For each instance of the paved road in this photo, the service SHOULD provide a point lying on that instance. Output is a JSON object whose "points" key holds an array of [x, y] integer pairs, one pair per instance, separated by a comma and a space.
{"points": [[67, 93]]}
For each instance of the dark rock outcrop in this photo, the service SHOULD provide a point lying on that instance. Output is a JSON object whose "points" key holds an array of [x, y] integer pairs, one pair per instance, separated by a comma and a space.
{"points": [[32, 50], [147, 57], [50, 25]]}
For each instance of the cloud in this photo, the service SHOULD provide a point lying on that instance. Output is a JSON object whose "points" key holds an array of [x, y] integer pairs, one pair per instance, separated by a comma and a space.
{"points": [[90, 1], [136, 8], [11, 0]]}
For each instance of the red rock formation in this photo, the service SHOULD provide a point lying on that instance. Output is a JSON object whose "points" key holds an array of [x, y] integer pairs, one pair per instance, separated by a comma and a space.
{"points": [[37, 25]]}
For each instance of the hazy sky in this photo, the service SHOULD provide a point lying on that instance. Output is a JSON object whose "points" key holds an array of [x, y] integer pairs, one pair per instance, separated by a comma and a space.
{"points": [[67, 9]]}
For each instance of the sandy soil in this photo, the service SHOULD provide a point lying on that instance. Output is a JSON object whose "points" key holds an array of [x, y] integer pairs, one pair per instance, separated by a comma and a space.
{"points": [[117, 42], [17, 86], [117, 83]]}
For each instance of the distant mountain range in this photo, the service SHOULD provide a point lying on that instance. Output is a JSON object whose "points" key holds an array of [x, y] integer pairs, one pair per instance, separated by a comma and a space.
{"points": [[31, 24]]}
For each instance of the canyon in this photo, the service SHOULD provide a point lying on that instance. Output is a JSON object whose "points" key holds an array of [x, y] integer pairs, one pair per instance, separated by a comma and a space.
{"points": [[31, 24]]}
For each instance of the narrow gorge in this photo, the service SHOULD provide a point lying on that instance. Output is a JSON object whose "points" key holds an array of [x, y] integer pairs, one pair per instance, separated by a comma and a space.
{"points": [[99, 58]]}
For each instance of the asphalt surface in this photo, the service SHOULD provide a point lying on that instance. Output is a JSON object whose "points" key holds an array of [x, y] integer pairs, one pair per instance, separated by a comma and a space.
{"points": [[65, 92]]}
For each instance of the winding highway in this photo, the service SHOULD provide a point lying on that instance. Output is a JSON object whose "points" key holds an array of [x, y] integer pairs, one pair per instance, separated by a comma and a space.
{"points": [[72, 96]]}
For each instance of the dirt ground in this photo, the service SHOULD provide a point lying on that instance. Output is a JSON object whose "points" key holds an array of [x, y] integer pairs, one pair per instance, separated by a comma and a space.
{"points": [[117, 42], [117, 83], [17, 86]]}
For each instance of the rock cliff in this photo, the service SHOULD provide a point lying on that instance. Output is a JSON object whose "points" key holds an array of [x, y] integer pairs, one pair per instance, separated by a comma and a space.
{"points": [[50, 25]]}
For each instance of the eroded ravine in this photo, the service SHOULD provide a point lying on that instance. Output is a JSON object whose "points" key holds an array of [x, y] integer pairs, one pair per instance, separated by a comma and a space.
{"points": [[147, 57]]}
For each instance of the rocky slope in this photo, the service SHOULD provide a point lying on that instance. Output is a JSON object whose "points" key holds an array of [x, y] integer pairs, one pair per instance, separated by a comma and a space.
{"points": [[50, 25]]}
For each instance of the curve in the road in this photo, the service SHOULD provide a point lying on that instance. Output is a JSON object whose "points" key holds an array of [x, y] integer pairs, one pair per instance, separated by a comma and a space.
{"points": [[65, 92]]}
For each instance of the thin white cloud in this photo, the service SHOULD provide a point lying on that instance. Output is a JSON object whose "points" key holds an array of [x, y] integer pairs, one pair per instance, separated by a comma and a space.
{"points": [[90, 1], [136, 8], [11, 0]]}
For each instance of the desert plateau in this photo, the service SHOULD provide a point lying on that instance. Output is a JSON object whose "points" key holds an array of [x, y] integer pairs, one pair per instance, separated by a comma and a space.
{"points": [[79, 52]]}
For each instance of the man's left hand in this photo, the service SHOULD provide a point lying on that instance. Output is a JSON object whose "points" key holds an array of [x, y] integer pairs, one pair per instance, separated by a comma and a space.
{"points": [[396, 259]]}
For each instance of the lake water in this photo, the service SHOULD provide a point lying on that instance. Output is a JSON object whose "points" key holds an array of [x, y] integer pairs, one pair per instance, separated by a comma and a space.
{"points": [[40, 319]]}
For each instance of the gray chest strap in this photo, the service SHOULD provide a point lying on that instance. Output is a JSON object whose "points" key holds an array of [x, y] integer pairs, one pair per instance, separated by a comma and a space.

=== TASK DETAILS ===
Render all of the data above as a Markdown table. Put the row number in a column headed "No." and each line in a column headed "Entry", and leave out any blank lines.

=== OUTPUT OF THE TASK ===
| No. | Entry |
|---|---|
| 1 | For each instance of the paved road in this photo, the service SHOULD provide a point lying on that instance. Output is a JSON object whose "points" key holds an array of [x, y] integer pairs, one pair per instance, separated by a comma and a space. |
| 2 | {"points": [[67, 93]]} |
| 3 | For each instance of the dark rock outcrop in this photo, the service SHOULD provide a point lying on that instance. Output is a JSON object whose "points" key holds an array of [x, y] integer pairs, one pair per instance, separated by a comma and a space. |
| 4 | {"points": [[32, 50], [147, 57], [50, 25]]} |
| 5 | For each instance of the cloud in this photo, the service SHOULD provide a point lying on that instance. Output is a JSON object whose "points" key holds an array of [x, y] integer pairs, one pair per instance, separated by a comma and a space. |
| 6 | {"points": [[90, 1], [136, 8], [11, 0]]} |
| 7 | For each instance of the red rock formation in this photo, the service SHOULD provide a point lying on that instance. Output is a JSON object whose "points" key holds an array of [x, y] integer pairs, one pair per instance, separated by a comma and a space. |
| 8 | {"points": [[37, 25]]} |
| 9 | For each instance of the hazy sky in this photo, the service SHOULD provide a point lying on that instance. Output is a JSON object whose "points" key holds an array of [x, y] integer pairs, one pair per instance, separated by a comma and a space. |
| 10 | {"points": [[67, 9]]} |
| 11 | For each instance of the sandy soil in this photo, the service SHOULD provide a point lying on that instance. Output is a JSON object whose "points" key holds an array of [x, y] integer pairs, one pair per instance, separated by a comma and a space. |
| 12 | {"points": [[117, 42], [17, 86], [117, 83]]} |
| 13 | For each instance of the distant mountain range in this photo, the service SHOULD provide a point lying on that instance. Output is a JSON object whose "points" key holds an array of [x, y] integer pairs, one pair per instance, separated by a comma and a space. |
| 14 | {"points": [[31, 24]]} |
| 15 | For each instance of the canyon in this photo, the service SHOULD provide a point lying on that instance. Output is a JSON object whose "points" key holds an array of [x, y] integer pairs, one pair per instance, separated by a comma and a space. |
| 16 | {"points": [[31, 24]]} |
| 17 | For each instance of the narrow gorge in this photo, the service SHOULD provide a point lying on that instance. Output is a JSON object whose "points" key holds an array of [x, y] integer pairs, one pair per instance, separated by a comma and a space. |
| 18 | {"points": [[99, 58]]} |
| 19 | For each instance of the asphalt surface in this photo, the service SHOULD provide a point lying on that instance. Output is a JSON object whose "points" key holds an array of [x, y] integer pairs, one pair per instance, separated by a comma and a space. |
| 20 | {"points": [[65, 92]]} |
| 21 | For each instance of the winding highway in this photo, the service SHOULD provide a point lying on that instance. Output is a JSON object whose "points" key holds an array of [x, y] integer pairs, one pair per instance, separated by a comma and a space. |
| 22 | {"points": [[72, 96]]} |
| 23 | For each instance of the dirt ground in this photo, the service SHOULD provide a point lying on that instance. Output is a JSON object whose "points" key holds an array of [x, y] integer pairs, one pair per instance, separated by a comma and a space. |
| 24 | {"points": [[117, 42], [117, 83], [17, 86]]} |
| 25 | For each instance of the rock cliff in this photo, the service SHOULD provide a point lying on that instance. Output is a JSON object whose "points" key holds an array of [x, y] integer pairs, one pair per instance, separated by a comma and a space. |
| 26 | {"points": [[50, 25]]} |
| 27 | For each instance of the eroded ravine in this photo, the service SHOULD provide a point lying on that instance. Output is a JSON object whose "points" key holds an array of [x, y] integer pairs, one pair per instance, separated by a comma and a space. |
| 28 | {"points": [[147, 57]]} |
| 29 | For each instance of the rocky slope in this photo, the service SHOULD provide a point lying on that instance. Output is a JSON object whose "points" key holds an array of [x, y] integer pairs, one pair per instance, separated by a comma and a space. |
| 30 | {"points": [[50, 25]]} |
| 31 | For each instance of the curve in the road in this photo, the service SHOULD provide a point lying on that instance. Output is a JSON object whose "points" key holds an array of [x, y] integer pairs, one pair per instance, separated by a comma and a space. |
| 32 | {"points": [[65, 92]]} |
| 33 | For each instance of the thin white cloud in this photo, the service SHOULD provide a point lying on that instance. Output is a JSON object whose "points" key holds an array of [x, y] integer pairs, one pair per instance, separated by a comma and a space. |
| 34 | {"points": [[90, 1], [136, 8], [11, 0]]} |
| 35 | For each instance of the desert plateau in this photo, the service SHOULD provide a point lying on that instance. Output is a JSON object whose "points" key holds an array of [x, y] integer pairs, one pair per instance, separated by a comma and a space. |
| 36 | {"points": [[79, 52]]} |
| 37 | For each instance of the man's left hand in this photo, the service SHOULD provide a point lying on that instance. Output is a JSON object whose "points" key holds an array of [x, y] integer pairs, one pair per instance, separated by a comma and a space. |
| 38 | {"points": [[396, 259]]} |
| 39 | For each instance of the lake water in this photo, the service SHOULD provide a point lying on that instance. Output is a JSON object whose "points" key holds an array of [x, y] integer pairs, one pair per instance, separated by a comma and a space. |
| 40 | {"points": [[40, 319]]} |
| 41 | For each instance of the gray chest strap in this photo, the service SHOULD provide a point lying on that instance. Output is a JSON object whose "points" key holds an array of [x, y] integer pairs, one pair per instance, separated by a comma and a space. |